Exercise instructions:
Give back exactly the lines from the one holding "# point at: female" to the bottom of the material, both included, and nothing more. No pictures.

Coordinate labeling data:
Start

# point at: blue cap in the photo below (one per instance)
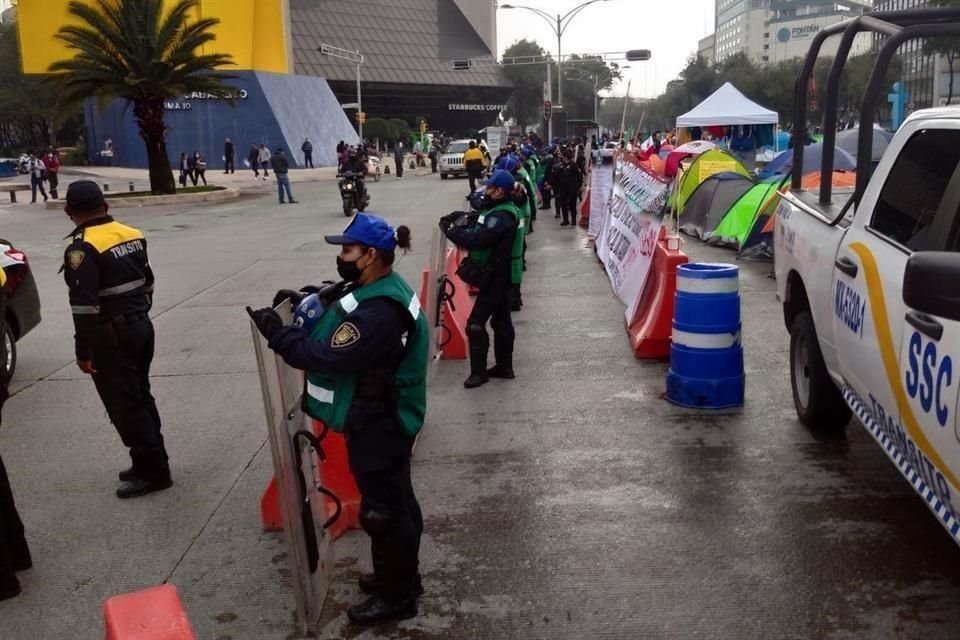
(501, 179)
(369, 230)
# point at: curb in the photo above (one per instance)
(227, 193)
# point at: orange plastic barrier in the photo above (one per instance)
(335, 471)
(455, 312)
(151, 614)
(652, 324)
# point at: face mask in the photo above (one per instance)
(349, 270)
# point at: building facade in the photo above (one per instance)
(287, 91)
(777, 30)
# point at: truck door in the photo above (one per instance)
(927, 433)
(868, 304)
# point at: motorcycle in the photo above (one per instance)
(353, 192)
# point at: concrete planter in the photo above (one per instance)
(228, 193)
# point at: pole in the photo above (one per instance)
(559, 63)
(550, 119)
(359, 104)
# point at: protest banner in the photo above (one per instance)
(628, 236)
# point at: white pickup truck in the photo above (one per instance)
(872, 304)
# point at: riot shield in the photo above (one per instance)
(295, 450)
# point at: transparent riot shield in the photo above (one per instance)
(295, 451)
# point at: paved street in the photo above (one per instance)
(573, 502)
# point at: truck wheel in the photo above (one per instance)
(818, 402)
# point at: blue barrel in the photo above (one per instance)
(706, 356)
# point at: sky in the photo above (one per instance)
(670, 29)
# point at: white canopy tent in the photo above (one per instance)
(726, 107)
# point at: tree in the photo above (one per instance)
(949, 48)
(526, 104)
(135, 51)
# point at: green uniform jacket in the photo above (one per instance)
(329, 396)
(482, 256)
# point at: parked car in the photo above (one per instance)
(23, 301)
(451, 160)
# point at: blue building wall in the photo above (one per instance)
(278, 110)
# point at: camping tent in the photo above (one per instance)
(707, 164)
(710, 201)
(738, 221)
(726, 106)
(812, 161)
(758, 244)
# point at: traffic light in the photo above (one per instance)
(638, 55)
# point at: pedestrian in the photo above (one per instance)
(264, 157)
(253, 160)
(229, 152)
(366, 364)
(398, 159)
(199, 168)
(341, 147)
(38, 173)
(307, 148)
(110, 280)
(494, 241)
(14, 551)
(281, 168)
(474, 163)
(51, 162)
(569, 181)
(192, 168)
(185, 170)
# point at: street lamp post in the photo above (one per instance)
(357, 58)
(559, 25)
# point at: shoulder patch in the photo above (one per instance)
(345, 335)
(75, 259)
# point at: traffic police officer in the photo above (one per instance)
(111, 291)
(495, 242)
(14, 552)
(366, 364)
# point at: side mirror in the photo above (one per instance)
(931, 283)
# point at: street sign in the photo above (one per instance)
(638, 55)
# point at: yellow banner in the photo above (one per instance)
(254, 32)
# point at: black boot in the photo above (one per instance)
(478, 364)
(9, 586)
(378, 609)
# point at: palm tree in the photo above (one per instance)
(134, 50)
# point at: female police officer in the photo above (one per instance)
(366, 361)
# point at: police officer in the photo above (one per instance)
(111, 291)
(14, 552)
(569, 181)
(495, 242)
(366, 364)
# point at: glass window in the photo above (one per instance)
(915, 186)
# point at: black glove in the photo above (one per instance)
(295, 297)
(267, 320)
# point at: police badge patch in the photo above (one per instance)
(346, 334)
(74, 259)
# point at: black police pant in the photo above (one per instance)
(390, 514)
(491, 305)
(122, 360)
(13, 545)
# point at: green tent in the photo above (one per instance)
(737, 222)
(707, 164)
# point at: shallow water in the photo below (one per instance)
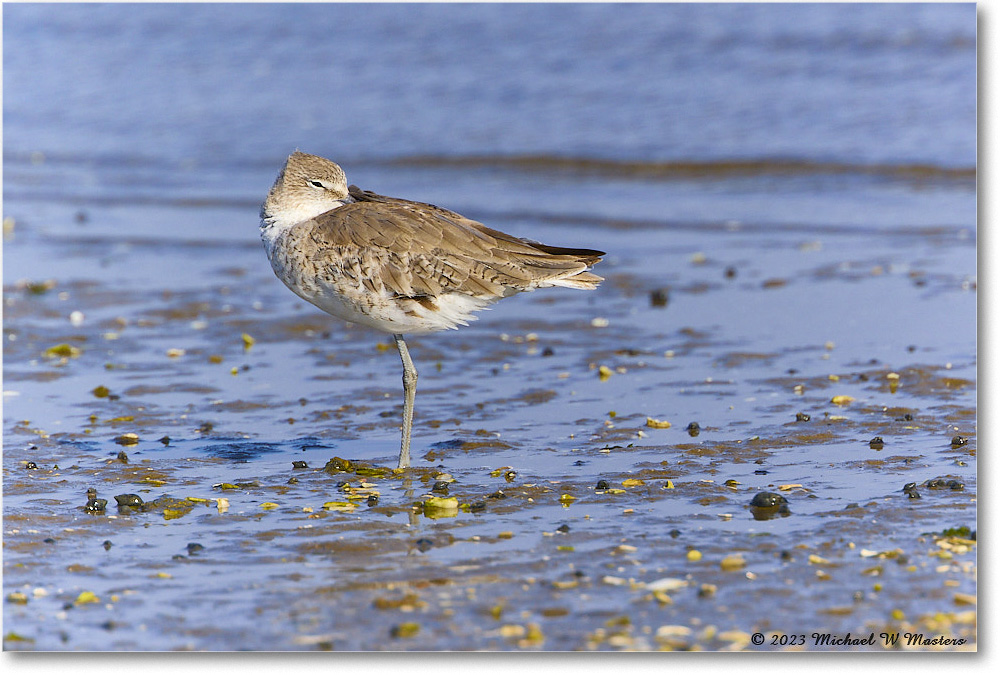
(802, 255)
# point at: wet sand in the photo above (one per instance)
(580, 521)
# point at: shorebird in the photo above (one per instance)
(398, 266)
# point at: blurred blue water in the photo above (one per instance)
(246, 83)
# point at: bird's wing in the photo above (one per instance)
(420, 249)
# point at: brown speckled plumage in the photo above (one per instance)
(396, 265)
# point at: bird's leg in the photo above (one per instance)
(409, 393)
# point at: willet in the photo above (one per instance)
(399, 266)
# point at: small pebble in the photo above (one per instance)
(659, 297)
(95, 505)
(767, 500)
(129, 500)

End

Result:
# point at: female police officer in the photo above (one per instance)
(366, 361)
# point at: police officer in the photo above (one per instance)
(111, 291)
(14, 552)
(569, 181)
(495, 242)
(366, 364)
# point at: glass window in the photo above (one per instance)
(915, 186)
# point at: black glove in the photo above (one per instance)
(295, 297)
(267, 320)
# point at: police badge patch in the photo above (one per instance)
(346, 334)
(74, 259)
# point at: black police pant in the photo above (one per instance)
(390, 514)
(491, 305)
(122, 360)
(13, 545)
# point at: green tent in the photo above (one per instance)
(737, 222)
(707, 164)
# point at: shallow water in the photo below (one per instance)
(802, 255)
# point at: wet sand in the photo above (one per instance)
(580, 521)
# point at: shorebird in the photo above (one per instance)
(398, 266)
# point at: blurred blue water in the photo above (one per instance)
(246, 83)
# point at: bird's wing in the photo above (one per instance)
(420, 249)
# point at: brown speckled plumage in the photo above (one per instance)
(396, 265)
# point at: bird's leg in the photo above (one per instance)
(409, 393)
# point at: willet in the photo above (one per instance)
(399, 266)
# point at: small pebble in the photo above (one per instance)
(659, 297)
(95, 505)
(767, 500)
(129, 500)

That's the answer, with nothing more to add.